=== Brief ===
Reproduce the material below line for line, without changing a single character.

=== Dataset excerpt ===
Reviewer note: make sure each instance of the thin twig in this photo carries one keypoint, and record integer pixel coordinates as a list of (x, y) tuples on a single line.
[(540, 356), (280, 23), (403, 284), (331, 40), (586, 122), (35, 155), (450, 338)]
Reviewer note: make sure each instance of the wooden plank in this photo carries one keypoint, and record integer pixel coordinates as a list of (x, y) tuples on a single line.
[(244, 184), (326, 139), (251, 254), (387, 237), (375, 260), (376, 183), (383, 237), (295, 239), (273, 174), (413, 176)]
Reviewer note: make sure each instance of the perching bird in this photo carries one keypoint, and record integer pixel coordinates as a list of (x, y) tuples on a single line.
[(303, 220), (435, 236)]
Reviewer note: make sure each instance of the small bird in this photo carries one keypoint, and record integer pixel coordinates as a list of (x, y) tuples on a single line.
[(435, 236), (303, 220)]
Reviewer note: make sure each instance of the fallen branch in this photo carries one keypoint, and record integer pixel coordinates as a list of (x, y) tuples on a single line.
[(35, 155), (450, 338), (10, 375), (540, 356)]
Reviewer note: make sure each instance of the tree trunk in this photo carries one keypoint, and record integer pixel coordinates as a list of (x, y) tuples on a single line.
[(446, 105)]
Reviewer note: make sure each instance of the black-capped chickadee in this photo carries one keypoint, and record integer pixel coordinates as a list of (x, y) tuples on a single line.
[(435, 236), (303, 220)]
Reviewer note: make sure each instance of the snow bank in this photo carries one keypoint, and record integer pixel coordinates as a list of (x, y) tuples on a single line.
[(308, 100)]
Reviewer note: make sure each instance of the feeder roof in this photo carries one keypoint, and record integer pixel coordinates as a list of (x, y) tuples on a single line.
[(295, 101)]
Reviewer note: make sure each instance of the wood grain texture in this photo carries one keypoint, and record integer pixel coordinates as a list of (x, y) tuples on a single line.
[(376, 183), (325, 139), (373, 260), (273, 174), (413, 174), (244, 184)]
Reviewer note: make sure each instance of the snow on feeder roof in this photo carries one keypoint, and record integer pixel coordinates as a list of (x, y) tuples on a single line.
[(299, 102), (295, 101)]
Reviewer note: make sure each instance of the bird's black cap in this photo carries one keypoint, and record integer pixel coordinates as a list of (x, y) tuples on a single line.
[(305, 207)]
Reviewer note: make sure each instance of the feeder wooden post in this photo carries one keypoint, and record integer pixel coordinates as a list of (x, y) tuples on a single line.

=== The response ===
Reviewer note: make sure each instance of the thin twig in this photo carries one keypoint, and record integer pixel coordinates as a list of (x, y) tuples on a single line.
[(540, 356), (280, 23), (403, 284), (331, 40), (586, 122), (35, 155), (450, 338)]
Reviewer note: make sure each instance of the wooden plank in this photo carries one keypoint, and record integer pixel coordinates as a list of (x, y) tuples on a single line.
[(244, 184), (326, 139), (251, 254), (387, 237), (375, 260), (376, 183), (383, 237), (295, 239), (273, 174), (413, 176)]
Reviewer note: make sure each instance of the perching bird in this photo carries one keypoint, and record integer pixel coordinates as a list of (x, y) tuples on a single line.
[(303, 220), (435, 236)]
Reviewer note: make sure each instance of the small bird in this photo carries one keypoint, and record integer pixel coordinates as a list of (x, y) tuples on a single line.
[(435, 236), (303, 220)]
Reviewer note: make sure each instance of the fallen branch in this photo carries one keypoint, and record integer pixel coordinates as a list of (x, y) tuples on a single line.
[(35, 155), (450, 338), (10, 375), (540, 356)]
Reviewer note: make sure each instance of the tree trunk in this photo carries one keypoint, and record integer pixel coordinates as a list of (x, y) tuples on a single line.
[(446, 105)]
Reviewer note: make sure each instance of the black-capped chickadee in this photo carries one keypoint, and record integer pixel coordinates as a list of (x, y) tuples on a single line.
[(435, 236), (303, 220)]
Reviewer note: make sure each instance of the snow bank in this photo carries one keypoint, and record integer pixel coordinates as a list of (x, y) tuples on a single line.
[(308, 100)]
Reviewer note: make sure each instance of the feeder roof in this photo carries one keypoint, and record integer pixel coordinates as a list of (x, y) tuples on a single line.
[(295, 101)]
Reviewer note: make sure each instance of the wood grain texture in this photo carries one keypoint, and record integer pixel coordinates as a list of (x, y) tuples on a single line.
[(376, 183), (325, 139), (373, 260), (273, 174), (413, 174), (244, 184)]
Reviewer note: make sure each instance of the snow on feeder roof in this photo carries one keypoint, and record integer pixel coordinates as a list of (x, y) tuples on a single line.
[(299, 102), (295, 101)]
Reviewer note: make sure each instance of the bird's black cap in this photo carries one keypoint, and record integer pixel coordinates as a list of (x, y) tuples on a single line.
[(305, 207)]
Reviewer note: make sure each instance of the feeder wooden post in this photo carries one keypoint, and record integer pixel coordinates as a list of (x, y) tuples on a single line.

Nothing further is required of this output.